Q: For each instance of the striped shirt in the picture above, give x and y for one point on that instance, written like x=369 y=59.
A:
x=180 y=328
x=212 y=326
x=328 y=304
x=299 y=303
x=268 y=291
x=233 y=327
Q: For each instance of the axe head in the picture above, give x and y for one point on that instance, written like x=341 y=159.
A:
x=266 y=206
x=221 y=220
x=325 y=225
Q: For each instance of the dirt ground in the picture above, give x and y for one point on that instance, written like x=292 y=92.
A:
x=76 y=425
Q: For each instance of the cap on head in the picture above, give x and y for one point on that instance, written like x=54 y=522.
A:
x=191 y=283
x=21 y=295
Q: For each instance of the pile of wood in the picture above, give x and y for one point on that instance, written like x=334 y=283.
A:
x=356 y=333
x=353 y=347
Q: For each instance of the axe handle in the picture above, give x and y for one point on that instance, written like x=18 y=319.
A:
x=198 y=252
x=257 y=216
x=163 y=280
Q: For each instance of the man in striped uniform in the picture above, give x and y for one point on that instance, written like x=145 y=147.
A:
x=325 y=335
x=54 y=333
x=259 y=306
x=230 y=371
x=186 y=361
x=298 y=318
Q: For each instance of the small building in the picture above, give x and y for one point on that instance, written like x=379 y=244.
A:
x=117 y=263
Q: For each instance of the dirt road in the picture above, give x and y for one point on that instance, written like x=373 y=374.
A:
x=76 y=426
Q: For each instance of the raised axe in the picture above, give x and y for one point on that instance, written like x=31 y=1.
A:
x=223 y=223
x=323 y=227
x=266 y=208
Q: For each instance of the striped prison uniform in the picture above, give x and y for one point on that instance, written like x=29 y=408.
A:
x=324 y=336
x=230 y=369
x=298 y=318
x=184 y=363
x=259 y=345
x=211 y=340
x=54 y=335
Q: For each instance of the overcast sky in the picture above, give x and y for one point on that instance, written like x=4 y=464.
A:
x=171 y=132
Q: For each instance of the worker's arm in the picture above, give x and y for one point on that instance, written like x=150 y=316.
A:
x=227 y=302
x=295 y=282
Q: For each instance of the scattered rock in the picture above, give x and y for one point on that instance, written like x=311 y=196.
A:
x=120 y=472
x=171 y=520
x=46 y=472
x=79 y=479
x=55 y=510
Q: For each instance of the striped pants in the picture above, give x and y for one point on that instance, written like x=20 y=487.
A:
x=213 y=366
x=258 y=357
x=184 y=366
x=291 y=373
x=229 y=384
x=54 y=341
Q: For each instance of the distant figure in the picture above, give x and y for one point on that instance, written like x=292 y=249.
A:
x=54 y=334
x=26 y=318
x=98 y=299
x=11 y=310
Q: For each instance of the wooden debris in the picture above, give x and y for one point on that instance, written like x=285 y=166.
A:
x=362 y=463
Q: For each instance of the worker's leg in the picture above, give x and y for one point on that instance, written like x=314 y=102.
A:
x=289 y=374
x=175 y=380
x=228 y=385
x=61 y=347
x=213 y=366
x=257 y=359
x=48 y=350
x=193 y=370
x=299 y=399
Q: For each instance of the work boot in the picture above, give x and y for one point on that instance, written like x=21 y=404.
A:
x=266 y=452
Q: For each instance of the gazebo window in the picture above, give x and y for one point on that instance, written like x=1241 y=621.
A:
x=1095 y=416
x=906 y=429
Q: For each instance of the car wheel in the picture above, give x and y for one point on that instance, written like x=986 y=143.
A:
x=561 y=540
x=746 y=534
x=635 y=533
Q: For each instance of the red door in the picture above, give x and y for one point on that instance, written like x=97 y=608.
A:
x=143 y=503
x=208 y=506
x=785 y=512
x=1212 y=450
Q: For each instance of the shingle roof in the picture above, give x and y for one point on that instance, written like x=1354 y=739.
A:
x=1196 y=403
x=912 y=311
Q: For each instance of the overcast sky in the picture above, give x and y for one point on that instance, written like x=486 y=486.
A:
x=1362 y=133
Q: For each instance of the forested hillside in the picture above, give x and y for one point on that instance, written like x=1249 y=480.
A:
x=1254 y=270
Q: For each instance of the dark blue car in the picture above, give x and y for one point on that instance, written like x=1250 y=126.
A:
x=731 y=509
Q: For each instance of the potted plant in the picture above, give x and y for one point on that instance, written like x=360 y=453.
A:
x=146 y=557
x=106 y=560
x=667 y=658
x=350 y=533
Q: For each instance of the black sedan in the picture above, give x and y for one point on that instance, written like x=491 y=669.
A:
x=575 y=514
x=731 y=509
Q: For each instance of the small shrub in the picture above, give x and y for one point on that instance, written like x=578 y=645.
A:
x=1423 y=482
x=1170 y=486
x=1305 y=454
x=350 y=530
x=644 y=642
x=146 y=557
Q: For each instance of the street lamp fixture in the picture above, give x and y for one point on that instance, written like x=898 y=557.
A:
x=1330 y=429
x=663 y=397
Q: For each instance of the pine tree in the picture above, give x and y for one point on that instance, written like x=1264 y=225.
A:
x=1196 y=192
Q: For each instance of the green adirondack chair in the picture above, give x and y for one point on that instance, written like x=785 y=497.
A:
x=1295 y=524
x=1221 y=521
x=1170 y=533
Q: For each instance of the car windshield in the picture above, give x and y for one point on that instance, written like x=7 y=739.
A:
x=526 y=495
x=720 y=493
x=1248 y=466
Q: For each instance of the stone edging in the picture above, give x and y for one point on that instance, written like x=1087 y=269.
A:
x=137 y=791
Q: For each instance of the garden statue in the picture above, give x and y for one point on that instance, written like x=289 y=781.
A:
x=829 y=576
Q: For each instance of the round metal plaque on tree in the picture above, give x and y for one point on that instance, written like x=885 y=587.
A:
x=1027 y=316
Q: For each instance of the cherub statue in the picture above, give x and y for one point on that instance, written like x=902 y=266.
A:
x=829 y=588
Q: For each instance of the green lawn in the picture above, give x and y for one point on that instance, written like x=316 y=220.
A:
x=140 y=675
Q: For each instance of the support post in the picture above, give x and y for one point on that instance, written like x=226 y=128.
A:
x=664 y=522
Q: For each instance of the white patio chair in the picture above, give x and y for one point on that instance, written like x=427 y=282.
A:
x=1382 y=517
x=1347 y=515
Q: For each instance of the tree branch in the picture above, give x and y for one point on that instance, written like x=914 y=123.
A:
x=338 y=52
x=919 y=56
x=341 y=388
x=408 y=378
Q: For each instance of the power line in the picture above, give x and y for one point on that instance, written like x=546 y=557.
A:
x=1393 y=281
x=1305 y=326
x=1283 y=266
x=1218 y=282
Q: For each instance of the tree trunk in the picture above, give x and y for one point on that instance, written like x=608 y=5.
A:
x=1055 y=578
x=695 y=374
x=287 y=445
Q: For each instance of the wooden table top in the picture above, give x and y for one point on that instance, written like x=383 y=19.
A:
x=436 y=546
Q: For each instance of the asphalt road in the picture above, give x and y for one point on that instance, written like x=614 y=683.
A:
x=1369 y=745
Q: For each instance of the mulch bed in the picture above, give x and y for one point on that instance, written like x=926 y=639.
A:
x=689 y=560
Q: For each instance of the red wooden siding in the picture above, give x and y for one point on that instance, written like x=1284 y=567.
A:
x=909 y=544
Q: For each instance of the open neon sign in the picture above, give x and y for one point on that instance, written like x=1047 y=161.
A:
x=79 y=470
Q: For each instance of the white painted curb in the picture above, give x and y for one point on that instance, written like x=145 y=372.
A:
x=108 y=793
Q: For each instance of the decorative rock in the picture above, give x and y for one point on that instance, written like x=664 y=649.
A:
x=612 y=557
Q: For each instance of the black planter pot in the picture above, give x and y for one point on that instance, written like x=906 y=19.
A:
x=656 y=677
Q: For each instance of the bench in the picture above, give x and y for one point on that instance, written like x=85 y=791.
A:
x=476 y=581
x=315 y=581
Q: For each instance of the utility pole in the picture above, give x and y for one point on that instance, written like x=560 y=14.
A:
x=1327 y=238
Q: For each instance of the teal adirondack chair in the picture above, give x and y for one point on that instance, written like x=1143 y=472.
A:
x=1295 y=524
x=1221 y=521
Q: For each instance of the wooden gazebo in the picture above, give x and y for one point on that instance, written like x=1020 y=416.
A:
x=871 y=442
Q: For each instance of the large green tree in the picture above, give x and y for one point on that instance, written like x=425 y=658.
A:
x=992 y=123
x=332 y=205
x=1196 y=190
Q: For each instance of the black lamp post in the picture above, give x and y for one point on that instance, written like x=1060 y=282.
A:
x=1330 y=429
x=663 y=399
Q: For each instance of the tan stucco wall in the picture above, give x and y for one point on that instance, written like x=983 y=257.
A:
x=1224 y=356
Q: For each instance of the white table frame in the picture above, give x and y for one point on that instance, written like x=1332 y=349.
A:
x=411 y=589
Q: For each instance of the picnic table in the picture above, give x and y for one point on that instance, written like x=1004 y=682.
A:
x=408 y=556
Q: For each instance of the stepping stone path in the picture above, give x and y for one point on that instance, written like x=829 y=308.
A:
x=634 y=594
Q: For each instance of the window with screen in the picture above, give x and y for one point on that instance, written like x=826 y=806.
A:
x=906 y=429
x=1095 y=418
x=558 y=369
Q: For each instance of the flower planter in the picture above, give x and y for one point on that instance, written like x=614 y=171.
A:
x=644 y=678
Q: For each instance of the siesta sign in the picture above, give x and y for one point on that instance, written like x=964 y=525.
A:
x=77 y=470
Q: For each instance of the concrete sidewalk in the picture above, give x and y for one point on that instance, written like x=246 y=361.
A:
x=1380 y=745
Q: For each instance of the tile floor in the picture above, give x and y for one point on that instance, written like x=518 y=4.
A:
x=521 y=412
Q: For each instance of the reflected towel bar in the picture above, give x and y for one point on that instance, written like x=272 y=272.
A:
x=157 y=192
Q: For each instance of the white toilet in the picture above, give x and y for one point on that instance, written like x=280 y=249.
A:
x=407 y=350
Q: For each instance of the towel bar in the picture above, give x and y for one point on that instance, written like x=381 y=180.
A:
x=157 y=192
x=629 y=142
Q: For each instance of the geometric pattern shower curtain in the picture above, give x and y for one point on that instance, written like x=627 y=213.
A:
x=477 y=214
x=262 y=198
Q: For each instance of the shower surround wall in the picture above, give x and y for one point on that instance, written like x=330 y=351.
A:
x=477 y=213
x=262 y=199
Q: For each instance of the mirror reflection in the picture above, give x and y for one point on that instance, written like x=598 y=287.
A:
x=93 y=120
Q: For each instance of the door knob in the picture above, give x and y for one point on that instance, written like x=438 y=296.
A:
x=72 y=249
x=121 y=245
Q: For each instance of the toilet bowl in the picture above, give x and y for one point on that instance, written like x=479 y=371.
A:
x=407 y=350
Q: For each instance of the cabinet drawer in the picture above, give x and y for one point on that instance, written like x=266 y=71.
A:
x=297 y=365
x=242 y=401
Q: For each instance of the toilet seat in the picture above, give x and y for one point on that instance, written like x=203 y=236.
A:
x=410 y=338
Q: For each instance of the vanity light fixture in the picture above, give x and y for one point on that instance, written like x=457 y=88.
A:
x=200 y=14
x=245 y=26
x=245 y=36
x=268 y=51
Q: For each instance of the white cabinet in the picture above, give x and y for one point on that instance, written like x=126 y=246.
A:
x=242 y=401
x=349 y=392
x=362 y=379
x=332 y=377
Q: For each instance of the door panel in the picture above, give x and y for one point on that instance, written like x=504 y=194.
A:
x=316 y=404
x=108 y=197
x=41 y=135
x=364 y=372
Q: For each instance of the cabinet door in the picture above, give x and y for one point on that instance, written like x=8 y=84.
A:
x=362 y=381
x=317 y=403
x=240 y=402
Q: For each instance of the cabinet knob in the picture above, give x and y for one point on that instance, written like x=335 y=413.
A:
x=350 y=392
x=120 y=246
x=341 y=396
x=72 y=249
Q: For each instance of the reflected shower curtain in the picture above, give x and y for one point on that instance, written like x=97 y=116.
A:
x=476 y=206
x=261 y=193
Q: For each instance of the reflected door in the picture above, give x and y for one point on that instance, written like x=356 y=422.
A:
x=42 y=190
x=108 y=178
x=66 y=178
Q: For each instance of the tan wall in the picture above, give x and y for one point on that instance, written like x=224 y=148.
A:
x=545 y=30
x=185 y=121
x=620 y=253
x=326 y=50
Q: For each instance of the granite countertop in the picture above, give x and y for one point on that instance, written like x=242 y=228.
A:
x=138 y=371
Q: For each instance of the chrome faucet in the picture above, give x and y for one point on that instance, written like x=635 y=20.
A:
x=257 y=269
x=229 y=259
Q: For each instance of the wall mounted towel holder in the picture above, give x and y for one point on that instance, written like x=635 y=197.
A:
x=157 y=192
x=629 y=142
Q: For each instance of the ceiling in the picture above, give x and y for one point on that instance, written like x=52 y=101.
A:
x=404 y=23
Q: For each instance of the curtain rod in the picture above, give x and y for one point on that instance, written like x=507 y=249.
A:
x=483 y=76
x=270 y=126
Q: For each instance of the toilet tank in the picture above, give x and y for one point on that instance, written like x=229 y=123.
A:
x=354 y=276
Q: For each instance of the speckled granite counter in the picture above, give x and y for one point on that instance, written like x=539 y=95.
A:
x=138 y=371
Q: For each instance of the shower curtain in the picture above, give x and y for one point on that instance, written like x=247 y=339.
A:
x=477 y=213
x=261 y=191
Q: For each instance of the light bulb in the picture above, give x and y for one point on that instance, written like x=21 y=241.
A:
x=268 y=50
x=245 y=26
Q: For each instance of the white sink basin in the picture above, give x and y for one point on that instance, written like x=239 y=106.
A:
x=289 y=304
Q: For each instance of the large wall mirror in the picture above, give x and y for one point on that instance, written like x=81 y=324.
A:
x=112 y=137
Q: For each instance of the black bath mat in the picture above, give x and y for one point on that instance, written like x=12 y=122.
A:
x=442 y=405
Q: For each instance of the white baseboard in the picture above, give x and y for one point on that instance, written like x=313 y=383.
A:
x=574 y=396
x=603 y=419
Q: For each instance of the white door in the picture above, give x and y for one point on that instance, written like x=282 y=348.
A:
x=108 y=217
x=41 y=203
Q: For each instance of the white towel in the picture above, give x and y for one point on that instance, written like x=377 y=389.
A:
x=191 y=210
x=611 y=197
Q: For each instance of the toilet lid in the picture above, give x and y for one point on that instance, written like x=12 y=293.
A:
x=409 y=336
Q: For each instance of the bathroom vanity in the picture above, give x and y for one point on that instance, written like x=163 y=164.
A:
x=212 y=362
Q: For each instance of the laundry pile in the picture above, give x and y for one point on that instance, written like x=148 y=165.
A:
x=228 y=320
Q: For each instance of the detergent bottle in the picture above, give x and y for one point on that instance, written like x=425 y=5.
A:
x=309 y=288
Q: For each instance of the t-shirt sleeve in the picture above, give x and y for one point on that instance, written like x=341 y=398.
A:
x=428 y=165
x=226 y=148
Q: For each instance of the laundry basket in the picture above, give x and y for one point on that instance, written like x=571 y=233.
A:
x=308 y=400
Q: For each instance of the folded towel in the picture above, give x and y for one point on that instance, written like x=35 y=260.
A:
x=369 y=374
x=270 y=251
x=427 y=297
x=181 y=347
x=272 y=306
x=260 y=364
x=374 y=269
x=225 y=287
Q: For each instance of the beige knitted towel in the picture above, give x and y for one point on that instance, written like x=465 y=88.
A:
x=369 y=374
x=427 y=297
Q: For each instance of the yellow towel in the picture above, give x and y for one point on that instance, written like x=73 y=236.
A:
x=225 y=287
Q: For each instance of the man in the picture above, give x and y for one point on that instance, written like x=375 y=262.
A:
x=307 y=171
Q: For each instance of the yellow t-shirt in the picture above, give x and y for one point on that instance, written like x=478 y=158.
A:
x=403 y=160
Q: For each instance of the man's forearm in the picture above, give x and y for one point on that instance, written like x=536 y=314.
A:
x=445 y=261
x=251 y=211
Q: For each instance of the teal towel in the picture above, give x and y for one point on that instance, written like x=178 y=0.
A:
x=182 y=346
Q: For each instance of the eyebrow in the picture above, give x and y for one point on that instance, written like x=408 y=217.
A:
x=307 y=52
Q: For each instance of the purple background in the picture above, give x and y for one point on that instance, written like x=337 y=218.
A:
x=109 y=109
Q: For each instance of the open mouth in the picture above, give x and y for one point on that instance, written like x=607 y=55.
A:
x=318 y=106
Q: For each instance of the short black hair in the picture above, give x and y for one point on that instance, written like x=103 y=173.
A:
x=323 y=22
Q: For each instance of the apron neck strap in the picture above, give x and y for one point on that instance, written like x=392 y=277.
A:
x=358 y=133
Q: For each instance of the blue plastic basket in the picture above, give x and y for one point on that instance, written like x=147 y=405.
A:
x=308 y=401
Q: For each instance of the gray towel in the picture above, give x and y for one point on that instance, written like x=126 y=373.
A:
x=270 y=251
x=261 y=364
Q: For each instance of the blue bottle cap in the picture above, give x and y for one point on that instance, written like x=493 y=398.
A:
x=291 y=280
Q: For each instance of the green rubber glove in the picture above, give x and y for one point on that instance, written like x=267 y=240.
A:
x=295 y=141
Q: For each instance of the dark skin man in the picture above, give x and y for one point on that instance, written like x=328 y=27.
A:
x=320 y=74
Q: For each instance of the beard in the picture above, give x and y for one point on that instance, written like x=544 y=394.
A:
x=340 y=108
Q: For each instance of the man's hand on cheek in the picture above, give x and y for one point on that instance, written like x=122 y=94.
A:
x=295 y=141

» **Your goal**:
Find every line above where the word "post" occurs, and copy that line.

» **Written solution**:
Q: For each instance of the support post in the picture above, give x and y for one point on that instance, written like x=226 y=128.
Q: For each instance of the black lamp post in the picture above, give x and y for one point on that instance, written like x=1060 y=282.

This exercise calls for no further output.